> **SUPPLIED TEXT**:
===============

Sean C. Morgan
Of The New Era
It should have been a simple cross-country drive, but a quartet of School District 55 transportation employees got a lot more adventure than they bargained for as they drove four new school buses back from Detroit, Mich.
Trainer Deborah Maskal, mechanic Darin Dixon and bus drivers Trinity Yoder and Terrie Miller flew to Detroit on March 26, the beginning of Spring Break, and returned with four small specialty buses in the beginning of April after a harrowing encounter with a swarm of tornados.
The drivers picked up the buses at the airport in Detroit and took Interstate 80 all the way back to Oregon, traveling through Michigan, Ohio, Illinois, Iowa, Nebraska, Wyoming, Utah and Idaho, approximately 2,300 miles.
“Our concern was the longevity of the buses,” Maskal said. Rather than paying someone else to deliver the buses, the district sent its own drivers to make sure the buses were broken in correctly.
The drivers had to deal with two major traffic accidents, a bridge closed down after a truck that was too big for it failed to make it through, a blizzard and tornados.
“We hit a lot of weather types, nothing as bad as the tornados,” Maskal said. The best part of the trip, she said, was “seeing that Oregon border.”
After all the crazy weather and crazy drivers in other states, she said, “Oregon’s roads are better. It’s cleaner. Oregon is one of the most beautiful states there is.”

===============

(Segmentation labeling entries)
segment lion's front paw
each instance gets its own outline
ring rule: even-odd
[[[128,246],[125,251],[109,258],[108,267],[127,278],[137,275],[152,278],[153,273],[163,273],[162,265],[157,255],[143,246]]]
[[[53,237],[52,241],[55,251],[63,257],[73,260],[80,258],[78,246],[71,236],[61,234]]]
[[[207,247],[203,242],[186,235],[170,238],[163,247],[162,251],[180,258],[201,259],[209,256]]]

===============

Output the stretch of the bus-delivery article from "The drivers picked" through "broken in correctly.", copied verbatim.

> **WRITTEN SOLUTION**:
The drivers picked up the buses at the airport in Detroit and took Interstate 80 all the way back to Oregon, traveling through Michigan, Ohio, Illinois, Iowa, Nebraska, Wyoming, Utah and Idaho, approximately 2,300 miles.
“Our concern was the longevity of the buses,” Maskal said. Rather than paying someone else to deliver the buses, the district sent its own drivers to make sure the buses were broken in correctly.